--- Vorliegender Text ---

Antje Kröger | Fotokünstlerin

Ambivalenz aushalten. Vom Sehen und Sein

Posted by on Dez 02 2019, in Mensch

Ambivalenz aushalten. Vom Sehen und Sein_Antje Kröger

Dezember 2019

KÖRPER

Antjes Blick auf ihn interessiert mich. Ich will wissen, wie sie ihn sieht. Ich arbeite jeden Tag mit Worten, aber ihn mit Worten zu beschreiben, gelingt mir nicht. Etwas musste durch ihn hindurch, von dem ich nicht weiß, was es ist. Ich komme nicht darauf, nicht mit Schreiben, nicht mit Familienaufstellung, nicht mit anderen Blickwinkeln.

Wenn man über Frauenrechte spricht, sagt frau, mein Körper gehört mir. Es besagt, dass niemand anderes das Recht hat, über ihn zu verfügen. Kein Staat, keine Politik, kein Gesetz, kein Abtreibungsparagraf, kein Mann.

--- Ausgewählte Daten ---

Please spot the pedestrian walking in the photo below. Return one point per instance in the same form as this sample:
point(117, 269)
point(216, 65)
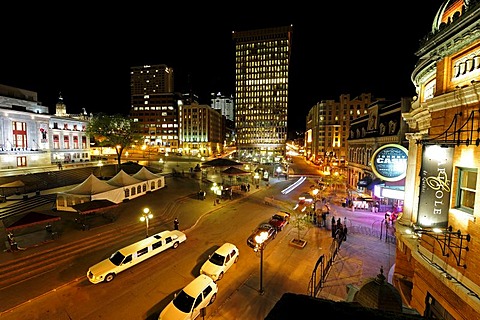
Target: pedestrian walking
point(333, 227)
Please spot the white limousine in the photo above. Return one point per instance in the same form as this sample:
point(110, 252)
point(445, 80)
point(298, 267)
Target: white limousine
point(135, 253)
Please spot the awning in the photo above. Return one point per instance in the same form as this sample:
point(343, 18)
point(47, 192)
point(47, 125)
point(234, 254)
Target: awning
point(375, 182)
point(364, 182)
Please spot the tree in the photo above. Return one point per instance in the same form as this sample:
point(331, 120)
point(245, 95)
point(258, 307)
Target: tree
point(298, 219)
point(115, 131)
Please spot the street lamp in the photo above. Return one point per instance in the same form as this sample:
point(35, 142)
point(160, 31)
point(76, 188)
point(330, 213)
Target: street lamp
point(215, 188)
point(146, 216)
point(279, 171)
point(256, 177)
point(100, 165)
point(260, 246)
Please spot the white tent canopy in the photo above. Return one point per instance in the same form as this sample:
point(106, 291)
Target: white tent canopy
point(122, 179)
point(119, 188)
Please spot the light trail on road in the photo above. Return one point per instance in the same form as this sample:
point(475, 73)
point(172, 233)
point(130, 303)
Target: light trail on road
point(294, 185)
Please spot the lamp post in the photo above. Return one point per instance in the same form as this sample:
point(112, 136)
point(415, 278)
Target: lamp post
point(100, 165)
point(260, 246)
point(215, 189)
point(256, 178)
point(146, 216)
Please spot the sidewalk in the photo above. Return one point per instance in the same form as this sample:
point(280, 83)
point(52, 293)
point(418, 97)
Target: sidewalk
point(286, 269)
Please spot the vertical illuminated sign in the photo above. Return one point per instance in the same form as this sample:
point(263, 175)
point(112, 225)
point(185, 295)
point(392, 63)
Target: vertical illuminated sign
point(435, 186)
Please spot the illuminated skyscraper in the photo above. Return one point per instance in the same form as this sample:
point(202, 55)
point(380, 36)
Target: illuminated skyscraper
point(262, 59)
point(156, 107)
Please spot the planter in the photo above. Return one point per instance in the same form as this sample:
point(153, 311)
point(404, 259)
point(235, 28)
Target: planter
point(298, 243)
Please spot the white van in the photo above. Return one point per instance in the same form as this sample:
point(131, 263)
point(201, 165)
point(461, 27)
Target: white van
point(189, 302)
point(220, 261)
point(135, 253)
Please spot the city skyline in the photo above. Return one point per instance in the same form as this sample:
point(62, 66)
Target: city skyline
point(87, 58)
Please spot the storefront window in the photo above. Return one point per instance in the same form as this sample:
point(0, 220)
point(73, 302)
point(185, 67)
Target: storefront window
point(467, 182)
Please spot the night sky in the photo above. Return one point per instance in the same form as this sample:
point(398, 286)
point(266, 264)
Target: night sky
point(86, 52)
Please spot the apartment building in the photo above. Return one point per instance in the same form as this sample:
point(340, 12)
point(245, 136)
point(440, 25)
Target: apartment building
point(30, 136)
point(327, 129)
point(202, 134)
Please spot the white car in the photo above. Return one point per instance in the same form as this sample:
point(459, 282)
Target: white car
point(127, 257)
point(189, 302)
point(220, 261)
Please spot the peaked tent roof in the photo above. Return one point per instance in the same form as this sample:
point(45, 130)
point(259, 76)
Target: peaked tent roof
point(144, 174)
point(91, 185)
point(232, 171)
point(30, 219)
point(122, 179)
point(221, 162)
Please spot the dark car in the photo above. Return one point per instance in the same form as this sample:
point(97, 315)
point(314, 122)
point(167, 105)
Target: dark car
point(271, 233)
point(279, 220)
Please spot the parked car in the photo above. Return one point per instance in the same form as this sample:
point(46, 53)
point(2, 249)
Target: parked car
point(279, 220)
point(127, 257)
point(263, 227)
point(188, 303)
point(220, 261)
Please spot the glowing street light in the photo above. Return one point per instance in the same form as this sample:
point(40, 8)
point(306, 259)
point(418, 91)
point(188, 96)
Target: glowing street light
point(100, 165)
point(146, 216)
point(260, 246)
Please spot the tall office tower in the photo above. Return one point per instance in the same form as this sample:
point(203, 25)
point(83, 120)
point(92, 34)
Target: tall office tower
point(262, 59)
point(156, 107)
point(224, 104)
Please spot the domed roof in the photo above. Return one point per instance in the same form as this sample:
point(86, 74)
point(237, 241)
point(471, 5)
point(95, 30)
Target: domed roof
point(449, 11)
point(377, 293)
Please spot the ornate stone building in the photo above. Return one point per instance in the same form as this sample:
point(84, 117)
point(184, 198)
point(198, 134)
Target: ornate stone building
point(438, 248)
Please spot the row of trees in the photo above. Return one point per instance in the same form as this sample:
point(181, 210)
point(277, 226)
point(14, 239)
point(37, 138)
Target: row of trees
point(115, 131)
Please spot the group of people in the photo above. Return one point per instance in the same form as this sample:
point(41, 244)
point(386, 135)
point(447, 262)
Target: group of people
point(339, 230)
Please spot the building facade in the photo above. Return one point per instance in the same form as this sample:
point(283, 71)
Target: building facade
point(262, 61)
point(30, 136)
point(327, 129)
point(202, 134)
point(437, 258)
point(226, 105)
point(377, 156)
point(156, 107)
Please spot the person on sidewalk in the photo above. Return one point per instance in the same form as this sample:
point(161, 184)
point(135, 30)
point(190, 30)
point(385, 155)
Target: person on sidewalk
point(333, 227)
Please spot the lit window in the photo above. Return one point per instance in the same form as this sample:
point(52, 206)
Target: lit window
point(467, 182)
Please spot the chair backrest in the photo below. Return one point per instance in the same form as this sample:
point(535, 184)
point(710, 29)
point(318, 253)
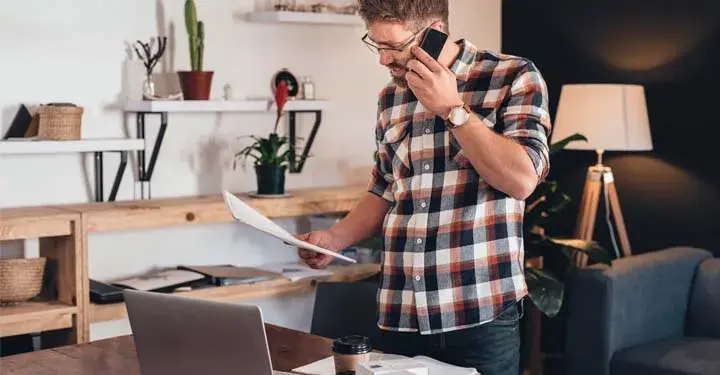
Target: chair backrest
point(343, 308)
point(704, 312)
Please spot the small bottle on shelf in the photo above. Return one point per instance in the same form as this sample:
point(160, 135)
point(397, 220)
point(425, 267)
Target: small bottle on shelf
point(308, 89)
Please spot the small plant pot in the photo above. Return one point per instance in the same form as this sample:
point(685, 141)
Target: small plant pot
point(195, 85)
point(270, 179)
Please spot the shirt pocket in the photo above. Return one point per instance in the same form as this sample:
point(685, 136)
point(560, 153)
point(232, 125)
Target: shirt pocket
point(394, 142)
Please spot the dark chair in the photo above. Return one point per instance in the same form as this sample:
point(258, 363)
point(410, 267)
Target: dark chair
point(346, 309)
point(655, 313)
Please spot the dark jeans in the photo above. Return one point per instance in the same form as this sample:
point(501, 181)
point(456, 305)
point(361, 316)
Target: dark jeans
point(492, 348)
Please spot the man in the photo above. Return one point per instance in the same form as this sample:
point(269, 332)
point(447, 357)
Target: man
point(455, 162)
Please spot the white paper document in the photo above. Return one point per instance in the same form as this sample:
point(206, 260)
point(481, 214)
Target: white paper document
point(247, 215)
point(326, 366)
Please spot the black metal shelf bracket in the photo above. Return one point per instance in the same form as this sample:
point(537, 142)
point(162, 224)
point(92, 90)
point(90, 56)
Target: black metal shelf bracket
point(145, 172)
point(296, 165)
point(99, 193)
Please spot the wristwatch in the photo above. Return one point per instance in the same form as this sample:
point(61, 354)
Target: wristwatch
point(458, 116)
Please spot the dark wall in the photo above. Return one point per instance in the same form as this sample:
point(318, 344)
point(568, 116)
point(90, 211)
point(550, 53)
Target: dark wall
point(670, 196)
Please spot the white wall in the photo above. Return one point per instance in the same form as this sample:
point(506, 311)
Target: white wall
point(74, 51)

---

• Zu bearbeitende Aufgaben
1. Gib den Abschnitt des Textes über Ambivalenz und Körper erneut wieder, beginnend mit „Antje Kröger |“ und weiter bis einschließlich „mit anderen Blickwinkeln.“, und ersetze darin „Worten“ durch „Sätzen“.
2. Wandle in den Datensätzen die Zeilen, beginnend mit der Zeile mit „Please spot the planter“ und weiter bis zur Zeile mit „point(87, 58)“, in eine nummerierte Liste um, beide Grenzzeilen eingeschlossen und ohne Leerzeilen.
Der Text und die Datensätze sind voneinander unabhängiges Material.

• Endgültige Ergebnisse
1.
Antje Kröger | Fotokünstlerin

Ambivalenz aushalten. Vom Sehen und Sein

Posted by on Dez 02 2019, in Mensch

Ambivalenz aushalten. Vom Sehen und Sein_Antje Kröger

Dezember 2019

KÖRPER

Antjes Blick auf ihn interessiert mich. Ich will wissen, wie sie ihn sieht. Ich arbeite jeden Tag mit Sätzen, aber ihn mit Sätzen zu beschreiben, gelingt mir nicht. Etwas musste durch ihn hindurch, von dem ich nicht weiß, was es ist. Ich komme nicht darauf, nicht mit Schreiben, nicht mit Familienaufstellung, nicht mit anderen Blickwinkeln.

2.
1. Please spot the planter in the photo above. Return one point per instance in the same form as this sample:
2. point(153, 311)
3. point(404, 259)
4. point(235, 28)
5. Target: planter
6. point(298, 243)
7. Please spot the white van in the photo above. Return one point per instance in the same form as this sample:
8. point(131, 263)
9. point(201, 165)
10. point(461, 27)
11. Target: white van
12. point(189, 302)
13. point(220, 261)
14. point(135, 253)
15. Please spot the city skyline in the photo above. Return one point per instance in the same form as this sample:
16. point(62, 66)
17. Target: city skyline
18. point(87, 58)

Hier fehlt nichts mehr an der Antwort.